§ Record excerpts
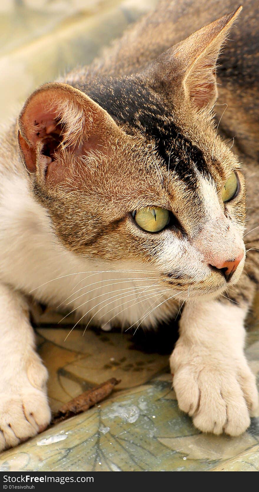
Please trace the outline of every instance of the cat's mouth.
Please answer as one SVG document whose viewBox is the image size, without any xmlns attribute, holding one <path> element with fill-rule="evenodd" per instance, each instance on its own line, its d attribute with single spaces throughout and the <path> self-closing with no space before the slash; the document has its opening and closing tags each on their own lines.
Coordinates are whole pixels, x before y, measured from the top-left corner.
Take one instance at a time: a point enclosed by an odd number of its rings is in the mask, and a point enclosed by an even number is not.
<svg viewBox="0 0 259 492">
<path fill-rule="evenodd" d="M 179 298 L 184 299 L 185 296 L 188 296 L 189 299 L 217 297 L 238 281 L 244 263 L 245 255 L 243 254 L 238 264 L 229 265 L 228 269 L 227 266 L 219 269 L 210 266 L 209 275 L 203 278 L 188 279 L 183 272 L 175 271 L 166 274 L 166 281 L 172 290 L 179 293 L 176 298 L 179 296 Z"/>
</svg>

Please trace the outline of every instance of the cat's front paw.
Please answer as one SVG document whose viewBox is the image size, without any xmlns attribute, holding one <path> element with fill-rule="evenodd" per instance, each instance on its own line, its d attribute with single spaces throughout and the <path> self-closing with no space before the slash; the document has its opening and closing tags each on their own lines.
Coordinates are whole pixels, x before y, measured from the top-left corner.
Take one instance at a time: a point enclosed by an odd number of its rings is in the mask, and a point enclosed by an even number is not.
<svg viewBox="0 0 259 492">
<path fill-rule="evenodd" d="M 177 344 L 170 357 L 173 385 L 181 410 L 203 432 L 239 435 L 258 406 L 255 377 L 244 357 L 229 360 Z"/>
<path fill-rule="evenodd" d="M 49 424 L 47 377 L 45 368 L 33 354 L 26 371 L 14 374 L 9 387 L 0 392 L 0 451 L 42 432 Z"/>
</svg>

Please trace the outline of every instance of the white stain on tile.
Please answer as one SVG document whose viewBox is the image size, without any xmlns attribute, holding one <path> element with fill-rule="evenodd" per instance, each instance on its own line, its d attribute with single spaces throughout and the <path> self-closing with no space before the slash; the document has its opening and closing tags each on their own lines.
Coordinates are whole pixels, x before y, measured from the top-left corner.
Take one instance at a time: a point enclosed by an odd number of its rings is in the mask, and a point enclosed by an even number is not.
<svg viewBox="0 0 259 492">
<path fill-rule="evenodd" d="M 64 441 L 67 437 L 67 436 L 64 434 L 56 434 L 55 435 L 51 436 L 50 437 L 46 437 L 45 439 L 42 439 L 41 441 L 38 441 L 37 446 L 48 446 L 49 444 L 53 444 L 54 442 Z"/>
</svg>

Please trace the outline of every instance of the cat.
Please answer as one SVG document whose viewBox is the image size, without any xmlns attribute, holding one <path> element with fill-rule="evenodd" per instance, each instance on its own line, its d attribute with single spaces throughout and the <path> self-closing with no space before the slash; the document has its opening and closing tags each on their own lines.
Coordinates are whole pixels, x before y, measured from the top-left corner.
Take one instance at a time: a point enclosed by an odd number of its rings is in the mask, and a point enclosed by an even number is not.
<svg viewBox="0 0 259 492">
<path fill-rule="evenodd" d="M 157 328 L 184 304 L 170 359 L 180 408 L 204 432 L 249 427 L 258 44 L 246 34 L 256 35 L 255 3 L 238 22 L 236 6 L 227 0 L 223 15 L 213 0 L 159 2 L 91 66 L 35 91 L 3 132 L 0 450 L 51 417 L 29 295 L 104 329 Z"/>
</svg>

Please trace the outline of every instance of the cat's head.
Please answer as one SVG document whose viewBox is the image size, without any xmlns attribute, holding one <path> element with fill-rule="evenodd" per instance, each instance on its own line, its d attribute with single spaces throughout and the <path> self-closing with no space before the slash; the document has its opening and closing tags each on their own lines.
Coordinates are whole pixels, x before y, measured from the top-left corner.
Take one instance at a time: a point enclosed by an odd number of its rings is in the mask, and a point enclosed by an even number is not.
<svg viewBox="0 0 259 492">
<path fill-rule="evenodd" d="M 179 299 L 219 293 L 244 264 L 244 179 L 211 111 L 219 52 L 239 11 L 141 73 L 45 85 L 19 120 L 32 190 L 63 244 L 152 265 Z"/>
</svg>

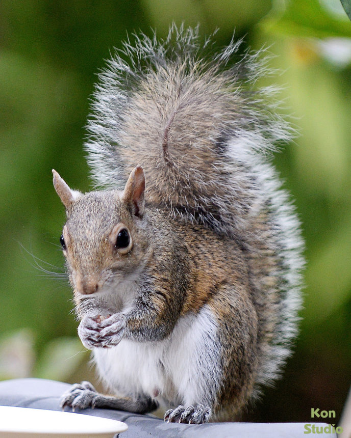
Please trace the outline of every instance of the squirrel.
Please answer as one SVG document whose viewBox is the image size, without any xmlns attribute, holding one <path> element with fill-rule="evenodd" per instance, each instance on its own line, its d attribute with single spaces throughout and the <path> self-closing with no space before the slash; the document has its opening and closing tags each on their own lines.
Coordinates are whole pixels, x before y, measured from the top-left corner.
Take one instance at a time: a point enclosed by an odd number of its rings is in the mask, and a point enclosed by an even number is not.
<svg viewBox="0 0 351 438">
<path fill-rule="evenodd" d="M 210 59 L 197 29 L 135 37 L 93 95 L 97 188 L 53 170 L 78 335 L 115 394 L 83 381 L 61 406 L 163 401 L 168 422 L 234 420 L 281 375 L 297 334 L 303 242 L 271 153 L 294 130 L 275 89 L 255 85 L 267 57 L 239 54 L 241 40 Z"/>
</svg>

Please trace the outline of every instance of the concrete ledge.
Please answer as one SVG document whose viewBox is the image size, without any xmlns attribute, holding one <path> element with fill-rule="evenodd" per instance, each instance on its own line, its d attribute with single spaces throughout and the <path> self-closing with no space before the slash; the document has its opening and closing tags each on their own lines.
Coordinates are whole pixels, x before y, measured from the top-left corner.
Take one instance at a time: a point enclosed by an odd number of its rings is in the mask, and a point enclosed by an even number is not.
<svg viewBox="0 0 351 438">
<path fill-rule="evenodd" d="M 69 385 L 42 379 L 16 379 L 0 382 L 0 405 L 59 410 L 60 398 Z M 211 423 L 189 425 L 168 424 L 153 415 L 107 409 L 86 409 L 85 414 L 124 421 L 128 430 L 123 438 L 306 438 L 322 436 L 336 438 L 333 433 L 306 433 L 305 423 Z M 324 423 L 312 423 L 319 428 Z M 321 430 L 319 429 L 319 430 Z"/>
</svg>

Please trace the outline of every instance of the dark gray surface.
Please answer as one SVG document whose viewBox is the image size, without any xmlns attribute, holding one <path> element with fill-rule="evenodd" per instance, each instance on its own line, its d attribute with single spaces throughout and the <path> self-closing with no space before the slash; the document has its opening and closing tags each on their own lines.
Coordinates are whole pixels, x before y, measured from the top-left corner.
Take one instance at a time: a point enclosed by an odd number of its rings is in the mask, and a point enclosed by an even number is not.
<svg viewBox="0 0 351 438">
<path fill-rule="evenodd" d="M 0 405 L 59 410 L 59 400 L 69 385 L 41 379 L 16 379 L 0 382 Z M 66 408 L 66 410 L 68 410 Z M 107 409 L 77 411 L 96 417 L 124 421 L 128 425 L 121 438 L 306 438 L 308 436 L 333 437 L 334 434 L 316 435 L 304 433 L 305 423 L 212 423 L 174 424 L 165 423 L 151 415 Z M 314 423 L 321 426 L 321 423 Z"/>
</svg>

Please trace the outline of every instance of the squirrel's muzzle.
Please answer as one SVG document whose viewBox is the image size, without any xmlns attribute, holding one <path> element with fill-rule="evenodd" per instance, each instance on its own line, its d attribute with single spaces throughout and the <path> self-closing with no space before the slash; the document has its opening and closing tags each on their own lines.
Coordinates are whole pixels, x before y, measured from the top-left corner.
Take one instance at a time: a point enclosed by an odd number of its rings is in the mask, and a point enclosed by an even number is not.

§ What you have to do
Recast all of the data above as a numbered list, one line per item, leaving out the blank lines and the pictures.

§ Task answer
1. Please trace the outline of every instance of the cat's mouth.
2. Please answer as one SVG document whose viewBox is the image size, without any xmlns attribute, holding one <path> element with fill-rule="evenodd" per instance, each instance on its own line, its d attribute with single spaces throughout and the <path> self-closing with no space before the slash; the document has its opening and closing tags each on their own lines.
3. Coordinates are whole pixels, x before y, measured from the top-left corner.
4. Take one instance at a time: a point enclosed by an odd number of its rings is in the mask, and a point enclosed by an even number is not.
5. <svg viewBox="0 0 259 492">
6. <path fill-rule="evenodd" d="M 179 298 L 184 299 L 185 296 L 188 296 L 189 299 L 217 297 L 238 281 L 244 263 L 245 255 L 243 254 L 238 264 L 229 265 L 228 269 L 227 266 L 219 269 L 210 266 L 209 275 L 203 278 L 188 279 L 183 272 L 175 271 L 166 274 L 166 281 L 172 290 L 179 293 L 176 298 L 179 296 Z"/>
7. </svg>
8. Please trace the outline of every instance of the cat's front paw.
9. Please answer as one SVG document whose viewBox is the image size, without any xmlns attribute, holding one <path> element with fill-rule="evenodd" per instance, each instance on its own line, its d attribute with single spaces throughout and the <path> self-closing with no space before the slash; the document has its opening and closing tags each on their own lines.
10. Coordinates are whole pixels, x before y, measured from the top-left corner.
11. Take one instance at a time: a point enclosed by an odd number of its rings is in the mask, and a point enclosed by an even number is not.
12. <svg viewBox="0 0 259 492">
13. <path fill-rule="evenodd" d="M 177 344 L 170 357 L 173 385 L 181 410 L 203 432 L 239 435 L 258 406 L 255 377 L 244 357 L 229 360 Z"/>
14. <path fill-rule="evenodd" d="M 49 424 L 47 377 L 45 368 L 33 354 L 26 371 L 14 374 L 9 387 L 0 392 L 0 451 L 42 432 Z"/>
15. </svg>
16. Please trace the outline of every instance of the white stain on tile.
17. Please answer as one SVG document whose viewBox is the image size, without any xmlns attribute, holding one <path> element with fill-rule="evenodd" per instance, each instance on its own line, its d attribute with single spaces throughout and the <path> self-closing with no space before the slash; the document has its opening and closing tags each on their own lines.
18. Coordinates are whole pixels, x before y, measured from the top-left corner.
19. Take one instance at a time: a point enclosed by an odd number of its rings is in the mask, and a point enclosed by an even number is not.
20. <svg viewBox="0 0 259 492">
21. <path fill-rule="evenodd" d="M 64 441 L 67 437 L 67 436 L 64 434 L 56 434 L 55 435 L 51 436 L 50 437 L 46 437 L 45 439 L 42 439 L 41 441 L 38 441 L 37 446 L 48 446 L 49 444 L 53 444 L 54 442 Z"/>
22. </svg>
23. Please trace the outline of every instance of the cat.
24. Please answer as one SVG document whose viewBox is the image size, without any xmlns attribute, holding one <path> element with fill-rule="evenodd" per instance, each instance on its own line, its d attribute with single spaces throughout and the <path> self-closing with no space before the slash; the document has its opening and closing tags each on their own lines.
25. Coordinates are whole pixels, x before y, measured from the top-left corner.
26. Take one instance at a time: a point enclosed by an odd number of its rings is in the mask, and a point enclosed by an even number is not.
27. <svg viewBox="0 0 259 492">
28. <path fill-rule="evenodd" d="M 157 328 L 184 304 L 170 359 L 180 408 L 204 432 L 249 427 L 258 44 L 246 34 L 256 35 L 255 3 L 238 22 L 236 6 L 227 0 L 223 15 L 213 0 L 159 2 L 91 66 L 35 91 L 3 132 L 0 450 L 51 417 L 29 295 L 104 329 Z"/>
29. </svg>
30. Please trace the outline of every instance of the cat's head.
31. Please answer as one SVG document whose viewBox is the image size, without any xmlns attribute, holding one <path> element with fill-rule="evenodd" per instance, each instance on its own line, its d attribute with single spaces throughout and the <path> self-closing with no space before the slash; the document has its opening and closing tags each on their own lines.
32. Coordinates are whole pixels, x before y, measured from the top-left corner.
33. Take one instance at a time: a point enclosed by an odd number of its rings is in the mask, and a point enclosed by an even number is not.
34. <svg viewBox="0 0 259 492">
35. <path fill-rule="evenodd" d="M 179 299 L 219 293 L 244 264 L 244 179 L 211 111 L 219 52 L 239 11 L 141 73 L 45 85 L 19 120 L 32 190 L 63 244 L 152 265 Z"/>
36. </svg>
37. Please trace the outline of every instance of the squirrel.
38. Please answer as one SVG document whose viewBox is the image size, without any xmlns attribute, holding one <path> element with fill-rule="evenodd" per instance, each instance on its own line, its d attribute with single spaces throughout and the <path> self-closing with no space before the slash; the document has its opening and closing tags each on their own lines.
39. Coordinates are whole pixels, x before y, measured from the top-left corner.
40. Take one instance at a time: a point enclosed by an odd number of its rings is in the mask, and a point enclosed by an even number is not.
41. <svg viewBox="0 0 351 438">
42. <path fill-rule="evenodd" d="M 210 59 L 197 29 L 135 37 L 93 95 L 97 188 L 53 170 L 78 335 L 115 394 L 83 381 L 61 406 L 163 401 L 168 422 L 234 420 L 281 375 L 297 334 L 303 242 L 271 153 L 294 130 L 275 89 L 255 85 L 267 57 L 239 54 L 241 40 Z"/>
43. </svg>
44. Please trace the outline of every instance of the concrete ledge.
45. Please answer as one SVG document whose viewBox is the image size, without any xmlns attribute, holding one <path> element with fill-rule="evenodd" per instance, each instance on its own line, its d attribute with single spaces throughout and the <path> self-closing with no space before the slash; the document has its opening and closing tags each on their own lines.
46. Coordinates are whole pixels, x before y, measured from the top-left corner.
47. Take one instance at a time: a point enclosed by an odd number of its rings is in the mask, and a point enclosed by an even number is not.
48. <svg viewBox="0 0 351 438">
49. <path fill-rule="evenodd" d="M 69 385 L 42 379 L 16 379 L 0 382 L 0 405 L 59 410 L 60 398 Z M 211 423 L 189 425 L 168 424 L 153 415 L 107 409 L 86 409 L 85 414 L 124 421 L 128 430 L 123 438 L 306 438 L 322 436 L 336 438 L 333 433 L 306 433 L 305 423 Z M 324 423 L 312 423 L 319 428 Z M 321 430 L 319 429 L 319 430 Z"/>
50. </svg>
51. Please trace the outline of every instance of the dark gray surface.
52. Please answer as one SVG document whose viewBox is the image size, without any xmlns attribute, holding one <path> element with fill-rule="evenodd" per instance, each instance on its own line, its d attribute with single spaces throughout and the <path> self-closing with no space before the slash; the document has its opening and closing tags each on their own lines.
53. Coordinates are whole pixels, x before y, measured from the top-left corner.
54. Take one instance at a time: a point enclosed by an odd number of its rings is in the mask, and a point enclosed by an even number is not.
55. <svg viewBox="0 0 351 438">
56. <path fill-rule="evenodd" d="M 0 405 L 59 410 L 59 400 L 69 385 L 41 379 L 16 379 L 0 382 Z M 66 408 L 66 410 L 68 410 Z M 107 409 L 77 411 L 96 417 L 124 421 L 128 425 L 121 438 L 306 438 L 308 436 L 333 437 L 334 434 L 316 435 L 304 433 L 305 423 L 212 423 L 174 424 L 165 423 L 151 415 Z M 314 423 L 321 426 L 321 423 Z"/>
57. </svg>
58. Please trace the outline of every instance of the squirrel's muzzle.
59. Please answer as one SVG document whose viewBox is the image size, without any xmlns attribute, holding one <path> element with fill-rule="evenodd" per instance, each instance on its own line, its d attribute with single spaces throughout and the <path> self-closing with no space before the slash; the document has its opening and closing tags each on their own lines.
60. Coordinates are whole pixels, x before y, measured from the top-left corner.
61. Take one instance at a time: a point enclosed by an odd number of its rings is in the mask, and a point enclosed by an even number is not.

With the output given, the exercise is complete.